— Your goal —
Gather, from the data below, each line in which the word "canopy" occurs.

Natural-language object grounding data:
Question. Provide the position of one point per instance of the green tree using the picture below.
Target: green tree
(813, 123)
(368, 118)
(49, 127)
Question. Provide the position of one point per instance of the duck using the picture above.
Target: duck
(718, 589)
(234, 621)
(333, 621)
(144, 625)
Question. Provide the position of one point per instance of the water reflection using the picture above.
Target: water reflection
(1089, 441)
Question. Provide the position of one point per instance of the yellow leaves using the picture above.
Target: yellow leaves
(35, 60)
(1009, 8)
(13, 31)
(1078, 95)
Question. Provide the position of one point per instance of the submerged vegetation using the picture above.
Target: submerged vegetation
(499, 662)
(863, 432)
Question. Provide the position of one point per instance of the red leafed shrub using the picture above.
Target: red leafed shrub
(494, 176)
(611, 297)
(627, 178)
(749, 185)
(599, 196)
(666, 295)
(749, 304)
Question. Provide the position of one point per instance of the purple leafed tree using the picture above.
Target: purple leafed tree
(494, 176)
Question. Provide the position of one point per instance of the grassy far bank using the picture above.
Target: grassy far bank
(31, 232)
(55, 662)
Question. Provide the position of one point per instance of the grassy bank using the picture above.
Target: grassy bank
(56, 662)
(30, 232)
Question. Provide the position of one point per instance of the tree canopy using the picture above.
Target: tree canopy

— Answer —
Question. Provide the position of one point per instance of the tree canopy using the picture above.
Target: tree canopy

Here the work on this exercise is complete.